(SOURCE RECORDS)
______

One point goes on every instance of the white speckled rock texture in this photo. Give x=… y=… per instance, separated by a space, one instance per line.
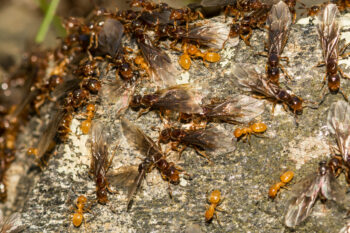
x=243 y=176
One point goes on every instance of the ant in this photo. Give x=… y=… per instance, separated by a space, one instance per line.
x=255 y=128
x=78 y=216
x=285 y=178
x=214 y=200
x=193 y=51
x=329 y=33
x=86 y=125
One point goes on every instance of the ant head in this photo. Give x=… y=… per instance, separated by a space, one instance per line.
x=333 y=83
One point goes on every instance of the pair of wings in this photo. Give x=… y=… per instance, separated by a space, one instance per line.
x=306 y=192
x=278 y=21
x=329 y=31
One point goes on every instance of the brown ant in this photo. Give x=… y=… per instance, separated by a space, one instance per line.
x=279 y=21
x=209 y=139
x=6 y=158
x=100 y=162
x=154 y=158
x=178 y=98
x=329 y=32
x=251 y=80
x=214 y=200
x=322 y=183
x=254 y=128
x=193 y=51
x=285 y=178
x=185 y=14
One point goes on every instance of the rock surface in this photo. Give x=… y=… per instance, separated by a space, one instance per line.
x=243 y=176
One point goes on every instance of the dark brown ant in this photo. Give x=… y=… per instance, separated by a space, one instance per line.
x=209 y=139
x=154 y=157
x=252 y=81
x=338 y=122
x=64 y=126
x=279 y=21
x=86 y=125
x=242 y=29
x=100 y=161
x=240 y=109
x=329 y=32
x=178 y=98
x=191 y=50
x=159 y=67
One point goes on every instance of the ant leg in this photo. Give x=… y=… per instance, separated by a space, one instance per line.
x=342 y=73
x=319 y=64
x=285 y=72
x=202 y=153
x=324 y=82
x=143 y=111
x=341 y=53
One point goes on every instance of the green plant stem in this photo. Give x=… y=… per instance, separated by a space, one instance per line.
x=44 y=27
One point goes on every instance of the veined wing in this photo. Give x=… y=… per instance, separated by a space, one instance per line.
x=338 y=122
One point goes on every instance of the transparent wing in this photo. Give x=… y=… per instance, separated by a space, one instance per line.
x=304 y=196
x=328 y=30
x=250 y=80
x=211 y=139
x=99 y=149
x=110 y=37
x=212 y=35
x=239 y=109
x=217 y=3
x=332 y=190
x=117 y=92
x=338 y=122
x=178 y=98
x=123 y=177
x=163 y=73
x=346 y=228
x=141 y=142
x=279 y=21
x=157 y=18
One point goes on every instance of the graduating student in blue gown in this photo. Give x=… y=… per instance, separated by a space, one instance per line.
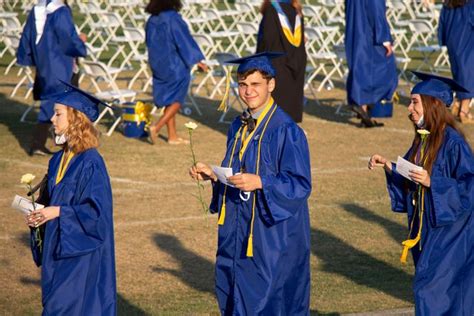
x=442 y=195
x=50 y=43
x=262 y=264
x=172 y=52
x=77 y=253
x=456 y=31
x=372 y=70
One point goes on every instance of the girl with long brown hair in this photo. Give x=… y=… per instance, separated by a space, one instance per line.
x=76 y=252
x=439 y=200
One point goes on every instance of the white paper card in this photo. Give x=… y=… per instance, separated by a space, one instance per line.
x=404 y=167
x=222 y=174
x=24 y=205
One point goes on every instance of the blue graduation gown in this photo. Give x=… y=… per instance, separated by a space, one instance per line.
x=78 y=263
x=276 y=280
x=444 y=274
x=372 y=75
x=53 y=56
x=172 y=52
x=456 y=31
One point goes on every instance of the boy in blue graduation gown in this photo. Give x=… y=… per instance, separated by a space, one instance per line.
x=172 y=53
x=456 y=31
x=372 y=70
x=439 y=201
x=262 y=264
x=77 y=251
x=50 y=43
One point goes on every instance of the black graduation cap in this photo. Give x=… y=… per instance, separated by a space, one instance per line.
x=80 y=100
x=436 y=86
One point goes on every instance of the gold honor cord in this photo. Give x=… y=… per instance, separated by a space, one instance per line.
x=224 y=103
x=293 y=37
x=63 y=166
x=241 y=134
x=257 y=169
x=229 y=165
x=420 y=207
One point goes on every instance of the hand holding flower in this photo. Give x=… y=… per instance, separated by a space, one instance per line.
x=39 y=217
x=202 y=172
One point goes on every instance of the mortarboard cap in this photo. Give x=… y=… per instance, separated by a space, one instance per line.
x=260 y=61
x=439 y=87
x=80 y=100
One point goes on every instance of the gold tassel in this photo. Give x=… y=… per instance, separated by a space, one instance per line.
x=224 y=103
x=222 y=214
x=250 y=246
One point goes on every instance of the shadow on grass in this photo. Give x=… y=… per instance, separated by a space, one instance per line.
x=395 y=230
x=124 y=307
x=10 y=113
x=325 y=109
x=343 y=259
x=194 y=270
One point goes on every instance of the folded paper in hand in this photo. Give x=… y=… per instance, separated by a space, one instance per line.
x=404 y=167
x=222 y=174
x=24 y=205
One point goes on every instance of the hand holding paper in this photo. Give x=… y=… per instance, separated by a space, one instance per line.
x=404 y=167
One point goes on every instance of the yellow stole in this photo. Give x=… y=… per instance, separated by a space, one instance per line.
x=63 y=165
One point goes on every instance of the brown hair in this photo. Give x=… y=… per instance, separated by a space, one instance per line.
x=437 y=117
x=244 y=75
x=294 y=3
x=455 y=3
x=155 y=7
x=81 y=133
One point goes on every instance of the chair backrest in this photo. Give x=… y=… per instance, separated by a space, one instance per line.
x=247 y=28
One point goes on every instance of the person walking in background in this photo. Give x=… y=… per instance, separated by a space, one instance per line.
x=172 y=52
x=439 y=201
x=372 y=69
x=76 y=256
x=282 y=30
x=456 y=31
x=50 y=43
x=262 y=265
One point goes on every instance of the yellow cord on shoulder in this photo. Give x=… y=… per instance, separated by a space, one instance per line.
x=224 y=103
x=222 y=212
x=63 y=165
x=257 y=169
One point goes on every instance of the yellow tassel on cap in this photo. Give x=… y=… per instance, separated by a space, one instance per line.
x=224 y=103
x=407 y=245
x=250 y=246
x=222 y=214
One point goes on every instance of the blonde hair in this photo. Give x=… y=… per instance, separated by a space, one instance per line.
x=294 y=3
x=81 y=133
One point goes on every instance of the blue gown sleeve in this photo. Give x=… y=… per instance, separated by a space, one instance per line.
x=378 y=22
x=396 y=191
x=287 y=186
x=441 y=29
x=453 y=197
x=68 y=39
x=83 y=227
x=24 y=54
x=187 y=47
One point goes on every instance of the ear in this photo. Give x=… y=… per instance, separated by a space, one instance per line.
x=271 y=85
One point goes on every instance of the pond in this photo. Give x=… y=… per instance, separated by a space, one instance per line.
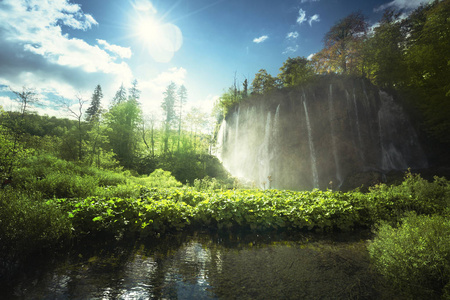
x=201 y=265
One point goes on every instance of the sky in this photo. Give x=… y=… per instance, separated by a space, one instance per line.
x=64 y=48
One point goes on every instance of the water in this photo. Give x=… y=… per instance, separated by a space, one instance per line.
x=311 y=148
x=265 y=156
x=333 y=135
x=209 y=266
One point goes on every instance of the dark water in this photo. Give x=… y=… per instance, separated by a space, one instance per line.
x=208 y=266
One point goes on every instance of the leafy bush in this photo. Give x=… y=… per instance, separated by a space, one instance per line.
x=415 y=257
x=207 y=184
x=390 y=203
x=27 y=223
x=159 y=178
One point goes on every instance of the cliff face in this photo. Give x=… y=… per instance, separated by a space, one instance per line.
x=318 y=135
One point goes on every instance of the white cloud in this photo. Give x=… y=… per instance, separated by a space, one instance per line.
x=260 y=39
x=301 y=16
x=292 y=35
x=290 y=50
x=123 y=52
x=314 y=18
x=37 y=54
x=144 y=6
x=403 y=4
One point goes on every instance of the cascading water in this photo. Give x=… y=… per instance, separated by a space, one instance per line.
x=331 y=115
x=265 y=154
x=311 y=148
x=304 y=138
x=220 y=140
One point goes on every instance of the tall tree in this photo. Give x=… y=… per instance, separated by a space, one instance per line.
x=92 y=113
x=134 y=93
x=123 y=120
x=428 y=59
x=295 y=71
x=120 y=96
x=182 y=97
x=263 y=82
x=168 y=106
x=12 y=147
x=384 y=52
x=77 y=113
x=343 y=41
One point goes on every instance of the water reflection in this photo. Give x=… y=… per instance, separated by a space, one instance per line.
x=201 y=266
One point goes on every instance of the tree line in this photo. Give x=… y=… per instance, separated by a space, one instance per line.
x=120 y=136
x=404 y=55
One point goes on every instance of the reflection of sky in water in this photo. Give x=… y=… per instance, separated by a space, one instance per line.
x=200 y=268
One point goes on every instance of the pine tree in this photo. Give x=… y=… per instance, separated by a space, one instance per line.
x=94 y=109
x=168 y=105
x=121 y=95
x=182 y=96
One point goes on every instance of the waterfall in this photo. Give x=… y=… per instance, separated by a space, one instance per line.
x=333 y=135
x=236 y=134
x=329 y=130
x=358 y=128
x=276 y=121
x=264 y=154
x=311 y=148
x=220 y=140
x=391 y=157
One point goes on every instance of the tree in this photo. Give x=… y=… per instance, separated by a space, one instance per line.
x=295 y=71
x=92 y=113
x=77 y=113
x=384 y=52
x=182 y=97
x=168 y=106
x=245 y=88
x=428 y=59
x=120 y=96
x=343 y=41
x=263 y=82
x=123 y=120
x=134 y=93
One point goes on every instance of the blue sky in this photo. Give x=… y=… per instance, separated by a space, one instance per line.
x=65 y=48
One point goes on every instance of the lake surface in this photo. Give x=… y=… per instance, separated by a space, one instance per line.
x=208 y=266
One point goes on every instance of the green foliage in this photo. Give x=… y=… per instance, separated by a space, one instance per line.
x=161 y=179
x=415 y=256
x=53 y=177
x=295 y=71
x=263 y=82
x=413 y=194
x=27 y=223
x=123 y=119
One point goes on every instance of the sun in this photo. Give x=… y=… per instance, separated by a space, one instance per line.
x=161 y=40
x=149 y=30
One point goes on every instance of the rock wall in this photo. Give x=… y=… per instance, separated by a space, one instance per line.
x=318 y=135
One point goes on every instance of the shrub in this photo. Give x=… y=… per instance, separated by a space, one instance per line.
x=413 y=194
x=415 y=256
x=28 y=224
x=159 y=178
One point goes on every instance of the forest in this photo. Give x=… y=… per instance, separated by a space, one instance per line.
x=115 y=172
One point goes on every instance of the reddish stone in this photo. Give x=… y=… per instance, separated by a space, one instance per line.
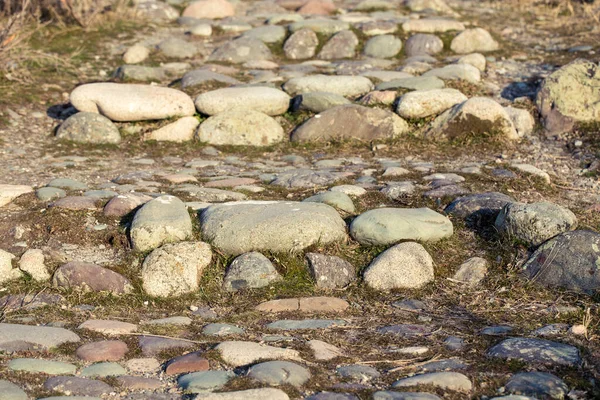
x=191 y=362
x=106 y=350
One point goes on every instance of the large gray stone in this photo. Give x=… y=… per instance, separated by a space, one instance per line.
x=90 y=277
x=10 y=391
x=384 y=226
x=259 y=98
x=175 y=268
x=88 y=127
x=570 y=95
x=571 y=260
x=344 y=85
x=241 y=50
x=238 y=353
x=250 y=270
x=240 y=127
x=351 y=122
x=404 y=266
x=248 y=394
x=129 y=102
x=279 y=373
x=162 y=220
x=478 y=116
x=238 y=228
x=536 y=351
x=537 y=384
x=43 y=336
x=534 y=223
x=425 y=103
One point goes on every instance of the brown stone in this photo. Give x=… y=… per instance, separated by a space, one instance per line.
x=138 y=383
x=305 y=304
x=76 y=203
x=90 y=277
x=106 y=350
x=191 y=362
x=108 y=327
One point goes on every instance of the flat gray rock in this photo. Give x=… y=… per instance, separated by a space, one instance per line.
x=204 y=381
x=351 y=122
x=536 y=351
x=87 y=127
x=77 y=386
x=238 y=228
x=10 y=391
x=162 y=220
x=294 y=325
x=279 y=373
x=537 y=384
x=248 y=271
x=569 y=260
x=343 y=85
x=534 y=223
x=43 y=336
x=404 y=266
x=129 y=102
x=385 y=226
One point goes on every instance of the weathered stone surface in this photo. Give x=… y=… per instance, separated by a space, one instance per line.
x=279 y=373
x=406 y=265
x=44 y=366
x=350 y=86
x=241 y=127
x=209 y=9
x=570 y=95
x=465 y=72
x=129 y=102
x=476 y=116
x=330 y=272
x=444 y=380
x=250 y=270
x=179 y=131
x=90 y=277
x=432 y=25
x=175 y=269
x=249 y=394
x=10 y=391
x=535 y=223
x=351 y=122
x=384 y=226
x=472 y=271
x=570 y=260
x=317 y=101
x=301 y=45
x=423 y=43
x=473 y=40
x=537 y=384
x=106 y=350
x=259 y=98
x=43 y=336
x=73 y=385
x=236 y=353
x=341 y=45
x=191 y=362
x=10 y=192
x=108 y=327
x=424 y=103
x=241 y=50
x=536 y=351
x=478 y=207
x=162 y=220
x=241 y=227
x=204 y=381
x=89 y=127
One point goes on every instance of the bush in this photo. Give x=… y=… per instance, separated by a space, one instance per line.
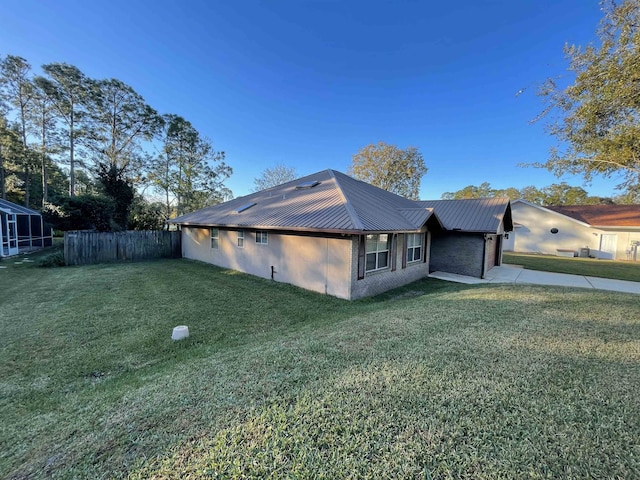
x=54 y=259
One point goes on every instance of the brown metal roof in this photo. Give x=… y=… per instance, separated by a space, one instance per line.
x=473 y=215
x=337 y=203
x=602 y=215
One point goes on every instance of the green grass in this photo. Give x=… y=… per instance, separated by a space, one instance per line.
x=435 y=380
x=577 y=266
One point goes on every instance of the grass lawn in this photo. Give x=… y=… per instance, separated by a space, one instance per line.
x=578 y=266
x=435 y=380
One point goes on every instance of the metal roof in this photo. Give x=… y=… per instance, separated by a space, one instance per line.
x=473 y=215
x=17 y=209
x=337 y=203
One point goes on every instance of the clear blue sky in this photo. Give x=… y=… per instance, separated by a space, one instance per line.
x=307 y=83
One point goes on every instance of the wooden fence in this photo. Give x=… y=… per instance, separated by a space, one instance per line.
x=83 y=248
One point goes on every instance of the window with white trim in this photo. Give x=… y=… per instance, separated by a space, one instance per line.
x=262 y=238
x=414 y=247
x=214 y=232
x=377 y=251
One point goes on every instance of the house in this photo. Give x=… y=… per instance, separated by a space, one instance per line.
x=472 y=239
x=21 y=229
x=599 y=231
x=333 y=234
x=325 y=232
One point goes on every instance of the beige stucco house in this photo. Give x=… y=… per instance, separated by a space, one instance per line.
x=326 y=232
x=473 y=235
x=599 y=231
x=333 y=234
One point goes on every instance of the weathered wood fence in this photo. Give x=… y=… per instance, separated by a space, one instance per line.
x=83 y=248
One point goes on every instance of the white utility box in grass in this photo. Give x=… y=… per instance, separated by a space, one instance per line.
x=180 y=332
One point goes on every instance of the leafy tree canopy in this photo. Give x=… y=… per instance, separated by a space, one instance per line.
x=554 y=194
x=272 y=177
x=596 y=119
x=391 y=168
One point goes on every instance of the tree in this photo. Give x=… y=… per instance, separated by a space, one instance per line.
x=66 y=87
x=598 y=115
x=470 y=191
x=120 y=120
x=272 y=177
x=42 y=125
x=565 y=194
x=390 y=168
x=554 y=194
x=189 y=171
x=121 y=193
x=18 y=92
x=11 y=152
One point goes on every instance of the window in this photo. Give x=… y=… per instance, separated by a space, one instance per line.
x=214 y=238
x=377 y=251
x=414 y=247
x=261 y=237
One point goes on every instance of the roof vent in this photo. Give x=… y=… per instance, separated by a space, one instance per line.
x=304 y=185
x=246 y=206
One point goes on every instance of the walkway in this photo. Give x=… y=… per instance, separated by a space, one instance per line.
x=519 y=275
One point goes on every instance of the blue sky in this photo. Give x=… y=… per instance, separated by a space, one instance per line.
x=308 y=83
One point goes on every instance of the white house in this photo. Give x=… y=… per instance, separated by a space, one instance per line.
x=599 y=231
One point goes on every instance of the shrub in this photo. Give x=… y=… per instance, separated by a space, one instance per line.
x=53 y=259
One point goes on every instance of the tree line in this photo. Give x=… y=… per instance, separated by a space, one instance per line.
x=554 y=194
x=85 y=150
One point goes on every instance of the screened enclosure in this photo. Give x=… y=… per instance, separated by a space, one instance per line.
x=21 y=229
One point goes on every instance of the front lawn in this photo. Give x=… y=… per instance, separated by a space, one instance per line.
x=435 y=380
x=590 y=267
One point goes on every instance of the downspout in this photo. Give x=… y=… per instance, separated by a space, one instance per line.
x=484 y=256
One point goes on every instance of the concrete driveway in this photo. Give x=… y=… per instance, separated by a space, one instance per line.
x=518 y=275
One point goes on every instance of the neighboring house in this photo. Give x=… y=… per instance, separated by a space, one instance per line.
x=471 y=243
x=21 y=229
x=326 y=232
x=599 y=231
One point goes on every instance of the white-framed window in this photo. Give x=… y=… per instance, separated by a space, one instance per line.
x=262 y=238
x=377 y=251
x=215 y=238
x=414 y=247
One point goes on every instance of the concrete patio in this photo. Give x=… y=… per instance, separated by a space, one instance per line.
x=518 y=275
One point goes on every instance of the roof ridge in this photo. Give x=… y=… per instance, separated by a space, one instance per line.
x=347 y=204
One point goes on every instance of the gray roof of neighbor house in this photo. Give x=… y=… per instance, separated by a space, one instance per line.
x=486 y=215
x=326 y=201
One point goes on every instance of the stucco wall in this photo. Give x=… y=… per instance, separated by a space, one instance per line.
x=533 y=234
x=459 y=253
x=381 y=281
x=315 y=263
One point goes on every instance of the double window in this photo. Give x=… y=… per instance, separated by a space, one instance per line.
x=414 y=247
x=262 y=237
x=215 y=238
x=377 y=251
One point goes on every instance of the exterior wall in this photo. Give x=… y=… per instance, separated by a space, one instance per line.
x=315 y=263
x=533 y=235
x=381 y=281
x=460 y=253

______

(INSTRUCTIONS TO FOLLOW) Turn the lines above, starting at the one that contains "One point goes on every instance of the concrete patio" and ending at the one that contains "x=347 y=204", into a numbered list, leaving out any blank lines.

(THE REPLY)
1. One point goes on every instance of the concrete patio in this photo. Give x=… y=… per instance, separated by a space, one instance per line.
2. x=518 y=275
3. One point goes on every instance of the roof ridge in this photo. Give x=… y=… per instance, separated by a space, one instance per line.
4. x=347 y=204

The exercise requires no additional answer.